* **PROBLEM**: List every line in the entries below that contains the word "submerged". Letter case matters.

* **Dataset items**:
..........
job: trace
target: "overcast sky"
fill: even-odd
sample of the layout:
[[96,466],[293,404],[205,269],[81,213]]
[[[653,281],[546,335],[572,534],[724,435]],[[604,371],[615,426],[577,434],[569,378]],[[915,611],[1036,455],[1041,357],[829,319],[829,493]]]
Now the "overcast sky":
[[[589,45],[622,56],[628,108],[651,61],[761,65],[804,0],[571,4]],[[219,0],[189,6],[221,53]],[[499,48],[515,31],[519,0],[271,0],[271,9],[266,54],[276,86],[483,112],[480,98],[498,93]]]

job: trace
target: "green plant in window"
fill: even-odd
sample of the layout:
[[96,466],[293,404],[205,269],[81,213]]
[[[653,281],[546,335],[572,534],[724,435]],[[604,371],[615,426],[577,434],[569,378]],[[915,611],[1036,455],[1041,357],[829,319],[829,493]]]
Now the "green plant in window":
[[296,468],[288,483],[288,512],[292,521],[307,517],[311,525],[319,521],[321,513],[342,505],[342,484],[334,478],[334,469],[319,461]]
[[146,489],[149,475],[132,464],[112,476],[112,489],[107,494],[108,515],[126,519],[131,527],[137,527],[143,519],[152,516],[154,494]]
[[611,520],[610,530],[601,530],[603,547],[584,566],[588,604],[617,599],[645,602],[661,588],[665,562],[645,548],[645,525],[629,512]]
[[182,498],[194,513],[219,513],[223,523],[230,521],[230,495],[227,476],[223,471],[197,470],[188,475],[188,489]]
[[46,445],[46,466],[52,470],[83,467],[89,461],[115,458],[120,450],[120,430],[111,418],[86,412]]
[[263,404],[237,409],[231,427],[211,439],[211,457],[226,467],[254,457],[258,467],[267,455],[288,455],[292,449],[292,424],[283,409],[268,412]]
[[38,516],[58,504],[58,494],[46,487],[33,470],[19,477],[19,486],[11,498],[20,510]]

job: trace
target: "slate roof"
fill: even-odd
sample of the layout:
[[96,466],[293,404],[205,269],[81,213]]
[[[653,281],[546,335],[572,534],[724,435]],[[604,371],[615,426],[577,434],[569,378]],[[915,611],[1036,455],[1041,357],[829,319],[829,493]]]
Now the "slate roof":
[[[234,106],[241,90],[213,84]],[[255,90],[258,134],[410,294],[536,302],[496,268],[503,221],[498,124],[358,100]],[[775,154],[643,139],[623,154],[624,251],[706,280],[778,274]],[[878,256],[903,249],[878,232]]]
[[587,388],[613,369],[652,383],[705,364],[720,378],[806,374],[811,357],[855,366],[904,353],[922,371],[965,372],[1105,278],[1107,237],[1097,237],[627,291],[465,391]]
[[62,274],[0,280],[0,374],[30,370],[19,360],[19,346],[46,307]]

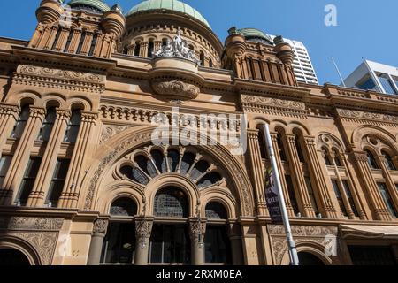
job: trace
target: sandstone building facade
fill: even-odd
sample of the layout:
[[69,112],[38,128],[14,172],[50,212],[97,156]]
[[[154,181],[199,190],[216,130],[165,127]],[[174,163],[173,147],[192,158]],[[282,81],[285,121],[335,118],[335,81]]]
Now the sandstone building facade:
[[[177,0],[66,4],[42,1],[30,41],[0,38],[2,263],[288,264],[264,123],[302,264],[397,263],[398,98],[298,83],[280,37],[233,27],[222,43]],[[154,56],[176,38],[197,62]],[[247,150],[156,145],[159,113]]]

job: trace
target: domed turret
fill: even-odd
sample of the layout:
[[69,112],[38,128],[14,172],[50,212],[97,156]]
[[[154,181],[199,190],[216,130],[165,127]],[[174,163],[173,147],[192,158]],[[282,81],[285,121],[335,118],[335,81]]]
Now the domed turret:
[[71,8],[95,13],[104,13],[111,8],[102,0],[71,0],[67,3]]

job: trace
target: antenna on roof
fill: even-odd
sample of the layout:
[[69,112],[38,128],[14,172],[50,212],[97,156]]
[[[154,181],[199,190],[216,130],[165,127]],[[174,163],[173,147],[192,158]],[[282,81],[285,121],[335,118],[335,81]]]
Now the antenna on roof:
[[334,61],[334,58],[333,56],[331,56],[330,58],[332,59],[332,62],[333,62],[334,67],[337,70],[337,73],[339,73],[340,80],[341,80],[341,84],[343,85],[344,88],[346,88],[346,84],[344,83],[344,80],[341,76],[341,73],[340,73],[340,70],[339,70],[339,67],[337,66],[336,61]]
..........
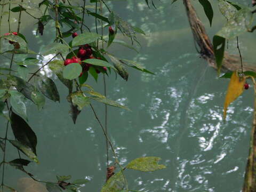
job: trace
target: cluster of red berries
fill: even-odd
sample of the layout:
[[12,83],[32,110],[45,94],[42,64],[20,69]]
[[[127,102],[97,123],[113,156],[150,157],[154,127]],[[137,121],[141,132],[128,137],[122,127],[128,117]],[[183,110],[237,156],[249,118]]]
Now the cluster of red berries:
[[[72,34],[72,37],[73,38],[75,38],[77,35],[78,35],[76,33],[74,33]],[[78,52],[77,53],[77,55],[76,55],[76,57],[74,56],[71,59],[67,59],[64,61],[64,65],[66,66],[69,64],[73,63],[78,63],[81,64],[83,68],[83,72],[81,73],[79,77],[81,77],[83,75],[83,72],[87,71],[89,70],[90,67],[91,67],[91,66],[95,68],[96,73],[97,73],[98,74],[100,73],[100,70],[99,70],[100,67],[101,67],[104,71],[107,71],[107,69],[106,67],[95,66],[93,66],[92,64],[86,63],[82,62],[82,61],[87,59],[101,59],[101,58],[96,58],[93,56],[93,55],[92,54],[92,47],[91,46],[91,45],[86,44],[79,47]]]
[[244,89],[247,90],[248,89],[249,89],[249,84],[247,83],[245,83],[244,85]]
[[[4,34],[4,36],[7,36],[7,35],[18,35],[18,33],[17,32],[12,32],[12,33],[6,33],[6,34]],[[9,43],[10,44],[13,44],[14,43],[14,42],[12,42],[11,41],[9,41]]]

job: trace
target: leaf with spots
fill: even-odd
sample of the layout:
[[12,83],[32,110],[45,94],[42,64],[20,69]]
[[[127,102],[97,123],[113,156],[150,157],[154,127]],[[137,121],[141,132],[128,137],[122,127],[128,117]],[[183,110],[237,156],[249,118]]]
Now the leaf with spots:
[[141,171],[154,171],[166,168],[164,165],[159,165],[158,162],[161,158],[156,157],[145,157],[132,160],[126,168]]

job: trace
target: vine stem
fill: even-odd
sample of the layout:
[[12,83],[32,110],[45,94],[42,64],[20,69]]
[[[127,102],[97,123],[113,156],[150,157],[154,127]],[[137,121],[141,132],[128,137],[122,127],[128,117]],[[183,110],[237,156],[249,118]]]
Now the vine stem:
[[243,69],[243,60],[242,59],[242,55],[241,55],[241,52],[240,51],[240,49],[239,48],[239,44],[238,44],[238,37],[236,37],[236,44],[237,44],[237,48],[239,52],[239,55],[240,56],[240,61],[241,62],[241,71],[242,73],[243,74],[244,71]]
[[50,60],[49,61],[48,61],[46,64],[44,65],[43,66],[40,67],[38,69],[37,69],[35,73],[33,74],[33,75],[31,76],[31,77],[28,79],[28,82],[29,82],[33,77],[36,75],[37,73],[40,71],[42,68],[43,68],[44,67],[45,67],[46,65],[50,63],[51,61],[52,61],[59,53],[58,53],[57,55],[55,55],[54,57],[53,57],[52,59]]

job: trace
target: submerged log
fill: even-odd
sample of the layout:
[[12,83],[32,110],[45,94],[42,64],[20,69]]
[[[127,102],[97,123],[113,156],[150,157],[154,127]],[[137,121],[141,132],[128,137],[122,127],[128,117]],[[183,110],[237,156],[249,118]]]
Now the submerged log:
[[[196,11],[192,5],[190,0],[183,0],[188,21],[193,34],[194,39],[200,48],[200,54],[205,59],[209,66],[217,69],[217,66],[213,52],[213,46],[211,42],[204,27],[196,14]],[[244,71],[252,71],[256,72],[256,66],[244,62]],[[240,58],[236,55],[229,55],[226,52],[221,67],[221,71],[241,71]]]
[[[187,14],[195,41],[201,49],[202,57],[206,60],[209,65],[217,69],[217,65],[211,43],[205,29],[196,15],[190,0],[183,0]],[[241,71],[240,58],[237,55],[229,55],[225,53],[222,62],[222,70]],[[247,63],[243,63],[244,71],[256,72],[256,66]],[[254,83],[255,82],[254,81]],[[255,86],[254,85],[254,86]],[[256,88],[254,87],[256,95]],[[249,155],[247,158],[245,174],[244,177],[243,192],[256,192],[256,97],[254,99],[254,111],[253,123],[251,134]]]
..........
* **ANSWER FOR THE TASK**:
target: submerged log
Now the submerged log:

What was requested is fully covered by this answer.